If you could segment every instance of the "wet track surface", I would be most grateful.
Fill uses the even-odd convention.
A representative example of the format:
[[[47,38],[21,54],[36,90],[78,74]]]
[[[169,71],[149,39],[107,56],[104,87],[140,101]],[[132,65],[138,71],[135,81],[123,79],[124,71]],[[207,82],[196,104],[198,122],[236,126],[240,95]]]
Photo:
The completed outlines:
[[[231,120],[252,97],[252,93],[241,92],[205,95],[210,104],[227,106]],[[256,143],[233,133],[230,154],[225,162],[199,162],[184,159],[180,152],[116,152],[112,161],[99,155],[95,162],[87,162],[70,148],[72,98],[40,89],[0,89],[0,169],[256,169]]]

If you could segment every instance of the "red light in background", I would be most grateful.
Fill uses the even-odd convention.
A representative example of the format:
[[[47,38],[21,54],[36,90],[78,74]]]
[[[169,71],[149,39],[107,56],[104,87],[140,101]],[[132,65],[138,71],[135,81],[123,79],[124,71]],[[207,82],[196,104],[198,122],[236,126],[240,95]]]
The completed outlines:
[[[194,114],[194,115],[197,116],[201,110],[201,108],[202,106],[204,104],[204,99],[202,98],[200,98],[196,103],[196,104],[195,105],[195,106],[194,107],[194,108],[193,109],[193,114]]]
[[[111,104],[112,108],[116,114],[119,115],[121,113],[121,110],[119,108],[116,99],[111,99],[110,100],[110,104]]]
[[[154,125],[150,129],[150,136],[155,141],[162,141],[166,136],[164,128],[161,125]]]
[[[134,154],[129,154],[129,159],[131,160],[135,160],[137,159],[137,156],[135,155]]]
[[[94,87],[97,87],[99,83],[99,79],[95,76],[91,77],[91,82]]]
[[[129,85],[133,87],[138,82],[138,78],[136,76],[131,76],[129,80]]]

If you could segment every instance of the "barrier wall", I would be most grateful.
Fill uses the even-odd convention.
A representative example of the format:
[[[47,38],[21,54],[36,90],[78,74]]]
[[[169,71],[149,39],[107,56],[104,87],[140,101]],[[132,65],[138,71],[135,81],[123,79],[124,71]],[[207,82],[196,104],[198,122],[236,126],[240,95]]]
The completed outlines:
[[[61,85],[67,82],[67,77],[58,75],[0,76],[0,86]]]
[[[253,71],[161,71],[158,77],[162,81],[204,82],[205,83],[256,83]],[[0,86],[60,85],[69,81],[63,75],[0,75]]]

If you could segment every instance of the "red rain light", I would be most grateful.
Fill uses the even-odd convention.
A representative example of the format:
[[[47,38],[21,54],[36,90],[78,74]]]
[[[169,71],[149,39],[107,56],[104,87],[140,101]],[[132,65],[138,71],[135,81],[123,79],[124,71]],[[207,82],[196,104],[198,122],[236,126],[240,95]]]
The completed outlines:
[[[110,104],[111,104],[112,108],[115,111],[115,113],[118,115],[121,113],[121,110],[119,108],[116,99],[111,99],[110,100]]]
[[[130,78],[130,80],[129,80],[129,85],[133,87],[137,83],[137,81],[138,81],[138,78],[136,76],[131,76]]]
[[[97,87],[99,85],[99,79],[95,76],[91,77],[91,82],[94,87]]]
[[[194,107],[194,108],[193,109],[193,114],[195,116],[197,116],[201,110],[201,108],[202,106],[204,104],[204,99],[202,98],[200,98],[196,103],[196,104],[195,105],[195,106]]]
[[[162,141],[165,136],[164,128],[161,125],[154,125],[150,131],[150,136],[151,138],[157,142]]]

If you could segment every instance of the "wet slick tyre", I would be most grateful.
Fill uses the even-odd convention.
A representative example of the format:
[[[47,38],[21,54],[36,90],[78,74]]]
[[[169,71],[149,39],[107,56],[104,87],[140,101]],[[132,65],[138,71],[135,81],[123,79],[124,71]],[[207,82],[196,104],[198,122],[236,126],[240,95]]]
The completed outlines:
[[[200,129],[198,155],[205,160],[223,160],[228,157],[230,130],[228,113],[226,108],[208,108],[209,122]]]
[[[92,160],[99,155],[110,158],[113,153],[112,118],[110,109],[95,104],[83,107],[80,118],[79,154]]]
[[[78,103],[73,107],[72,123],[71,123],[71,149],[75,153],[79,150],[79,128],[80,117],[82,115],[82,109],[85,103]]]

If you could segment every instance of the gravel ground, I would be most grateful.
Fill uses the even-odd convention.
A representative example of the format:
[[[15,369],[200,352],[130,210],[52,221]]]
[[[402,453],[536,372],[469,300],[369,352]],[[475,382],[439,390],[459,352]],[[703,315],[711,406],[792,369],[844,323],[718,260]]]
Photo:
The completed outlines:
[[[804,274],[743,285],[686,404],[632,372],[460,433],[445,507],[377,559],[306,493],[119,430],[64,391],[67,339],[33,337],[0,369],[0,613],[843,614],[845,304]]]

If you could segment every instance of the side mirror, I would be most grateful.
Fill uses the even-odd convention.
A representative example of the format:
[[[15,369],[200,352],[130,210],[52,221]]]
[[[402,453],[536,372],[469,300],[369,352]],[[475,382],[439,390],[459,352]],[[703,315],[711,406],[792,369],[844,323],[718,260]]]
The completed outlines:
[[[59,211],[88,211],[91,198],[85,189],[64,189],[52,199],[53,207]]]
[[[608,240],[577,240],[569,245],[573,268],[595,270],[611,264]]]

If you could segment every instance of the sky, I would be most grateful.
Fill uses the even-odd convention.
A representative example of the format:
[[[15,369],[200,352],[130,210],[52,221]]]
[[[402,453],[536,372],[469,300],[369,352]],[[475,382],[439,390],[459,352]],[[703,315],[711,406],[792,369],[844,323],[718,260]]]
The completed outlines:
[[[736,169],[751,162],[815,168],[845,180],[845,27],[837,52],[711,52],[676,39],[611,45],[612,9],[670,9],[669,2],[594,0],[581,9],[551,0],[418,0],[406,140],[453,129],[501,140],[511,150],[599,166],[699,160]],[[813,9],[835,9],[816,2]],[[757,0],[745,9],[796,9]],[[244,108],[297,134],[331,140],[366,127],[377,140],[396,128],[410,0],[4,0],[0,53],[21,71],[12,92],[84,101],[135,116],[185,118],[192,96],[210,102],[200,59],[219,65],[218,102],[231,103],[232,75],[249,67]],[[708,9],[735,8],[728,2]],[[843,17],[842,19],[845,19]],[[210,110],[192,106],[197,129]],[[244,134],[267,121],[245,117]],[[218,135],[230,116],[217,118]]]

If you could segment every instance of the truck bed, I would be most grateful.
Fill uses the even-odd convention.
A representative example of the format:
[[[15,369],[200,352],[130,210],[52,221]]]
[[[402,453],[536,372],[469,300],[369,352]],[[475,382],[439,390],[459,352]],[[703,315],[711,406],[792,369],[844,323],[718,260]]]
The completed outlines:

——

REQUIREMENT:
Every line above should be retyped exactly as given.

WRITTEN RESPONSE:
If you could segment every instance of the "wet track surface", I would be most grateful.
Fill uses the even-odd convention.
A representative example of the format:
[[[47,38],[21,54],[36,90],[78,74]]]
[[[169,71],[149,39],[107,56],[104,87],[140,101]],[[132,65],[138,71],[135,81],[123,79],[124,71]],[[207,82],[196,104],[198,122],[236,126],[240,95]]]
Photo:
The completed outlines:
[[[231,120],[252,97],[252,93],[241,92],[205,95],[210,104],[227,106]],[[256,143],[233,133],[230,154],[225,162],[199,162],[184,159],[180,152],[116,152],[112,161],[99,155],[95,162],[87,162],[70,148],[72,98],[40,89],[0,89],[0,169],[256,169]]]

If you could segment every instance of the "red light in background", I would be most grateful.
Fill uses the even-odd convention.
A representative example of the format:
[[[47,38],[21,54],[36,90],[78,74]]]
[[[169,71],[149,39],[107,56],[104,87],[140,101]],[[132,65],[138,71],[135,81],[123,79],[124,71]],[[207,82],[196,104],[198,122],[236,126],[240,95]]]
The completed outlines:
[[[194,114],[194,115],[197,116],[201,110],[201,108],[202,106],[204,104],[204,99],[202,98],[200,98],[196,103],[196,104],[195,105],[195,106],[194,107],[194,108],[193,109],[193,114]]]
[[[111,104],[112,108],[116,114],[119,115],[121,113],[121,110],[119,108],[116,99],[111,99],[110,100],[110,104]]]
[[[154,125],[150,129],[150,136],[155,141],[162,141],[166,136],[164,128],[161,125]]]
[[[134,154],[129,154],[129,159],[131,160],[135,160],[137,159],[137,156],[135,155]]]
[[[94,87],[97,87],[99,83],[99,79],[95,76],[91,77],[91,82]]]
[[[129,85],[133,87],[138,82],[138,78],[136,76],[131,76],[129,80]]]

If you could segment every instance of the "barrier wall", I would be most grateful.
Fill uses the even-odd convention.
A representative example of the format:
[[[47,38],[21,54],[36,90],[78,74]]]
[[[169,71],[149,39],[107,56],[104,87],[140,101]],[[132,65],[138,71],[135,81],[123,79],[124,71]],[[207,82],[196,104],[198,122],[236,126],[240,95]]]
The completed outlines:
[[[61,85],[67,82],[67,77],[58,75],[0,76],[0,86]]]
[[[253,71],[161,71],[158,77],[162,81],[204,82],[205,83],[256,83]],[[0,86],[60,85],[69,81],[63,75],[0,75]]]

If you could segment every instance of the "red rain light", I would be most grateful.
Fill uses the even-odd convention.
A representative example of the format:
[[[47,38],[21,54],[36,90],[78,74]]]
[[[169,71],[149,39],[107,56],[104,87],[140,101]],[[132,65],[138,71],[135,81],[123,79],[124,71]],[[207,82],[196,104],[198,122],[236,126],[240,95]]]
The completed outlines:
[[[110,104],[111,104],[112,108],[115,111],[115,113],[118,115],[121,113],[121,110],[119,108],[116,99],[111,99],[110,100]]]
[[[130,78],[130,80],[129,80],[129,85],[133,87],[137,83],[137,81],[138,81],[138,78],[136,76],[131,76]]]
[[[97,87],[99,85],[99,79],[95,76],[91,77],[91,82],[94,87]]]
[[[194,107],[194,108],[193,109],[193,114],[195,116],[197,116],[201,110],[201,108],[202,106],[204,104],[204,99],[202,98],[200,98],[196,103],[196,104],[195,105],[195,106]]]
[[[162,141],[165,136],[164,128],[161,125],[154,125],[150,131],[150,136],[151,138],[157,142]]]

If you could segment every instance of the "wet slick tyre", I would be most grateful.
Fill uses the even-odd convention.
A representative example of the format:
[[[47,38],[21,54],[36,90],[78,74]]]
[[[169,71],[149,39],[107,56],[104,87],[140,101]],[[132,65],[138,71],[135,81],[123,79],[124,71]],[[207,82],[196,104],[198,122],[236,126],[240,95]]]
The completed outlines:
[[[200,129],[198,155],[205,160],[223,160],[228,157],[230,130],[228,113],[226,108],[208,108],[209,122]]]
[[[92,160],[99,155],[110,158],[113,153],[112,118],[110,109],[95,104],[83,107],[80,118],[79,154]]]
[[[78,103],[73,107],[72,123],[71,123],[71,149],[75,153],[79,150],[79,128],[80,117],[82,115],[82,109],[85,103]]]

If you could segment every instance of the gravel ground, I would be most grateful.
Fill uses the even-odd convention.
A representative example of the format:
[[[15,369],[200,352],[130,210],[52,221]]]
[[[402,453],[536,372],[469,300],[369,352]],[[475,382],[439,390],[459,352]],[[703,315],[711,406],[792,369],[844,323],[718,260]]]
Photo:
The completed outlines:
[[[804,274],[743,285],[686,404],[632,372],[460,433],[445,507],[377,559],[306,493],[119,430],[64,391],[67,339],[33,337],[0,369],[0,613],[843,614],[845,304]]]

If you could segment every instance of the side mirror, I would be most grateful.
Fill uses the even-odd convention.
A representative example of the format:
[[[15,369],[200,352],[130,210],[52,221]]]
[[[402,453],[536,372],[469,300],[369,352]],[[475,382],[439,390],[459,352]],[[703,315],[711,406],[792,369],[844,323],[718,260]]]
The completed outlines:
[[[59,211],[88,211],[91,198],[85,189],[64,189],[52,199],[53,207]]]
[[[608,240],[577,240],[569,245],[573,268],[595,270],[611,264]]]

If you could segment every instance of the sky, I would be most grateful.
Fill uses the even-odd convention.
A representative example of the format:
[[[15,369],[200,352],[130,210],[52,221]]]
[[[402,453],[536,372],[469,300],[369,352]],[[475,382],[439,390],[459,352]],[[703,315],[711,406],[792,369],[844,323],[718,260]]]
The completed outlines:
[[[736,169],[751,162],[815,168],[845,180],[845,27],[837,52],[711,52],[676,39],[611,45],[612,9],[670,9],[669,2],[594,0],[581,9],[551,0],[418,0],[406,140],[453,129],[501,140],[511,150],[599,166],[699,160]],[[813,9],[835,9],[816,2]],[[757,0],[745,9],[796,9]],[[244,108],[297,134],[331,140],[366,127],[377,140],[396,128],[410,0],[4,0],[0,53],[21,71],[12,92],[84,101],[135,116],[185,118],[192,96],[210,102],[200,59],[219,65],[218,102],[231,103],[232,75],[249,67]],[[708,9],[735,8],[728,2]],[[843,17],[842,19],[845,19]],[[210,110],[192,106],[197,129]],[[244,134],[267,121],[245,117]],[[218,135],[230,116],[217,118]]]

If you could segment every instance of the truck bed, I would be most grateful.
Fill uses the even-odd convention.
A representative example of the format:
[[[15,369],[200,352],[130,210],[52,221]]]
[[[402,453],[536,372],[469,300],[369,352]],[[475,382],[439,390],[459,352]],[[703,315],[711,406],[792,369],[844,323],[718,260]]]
The completed outlines:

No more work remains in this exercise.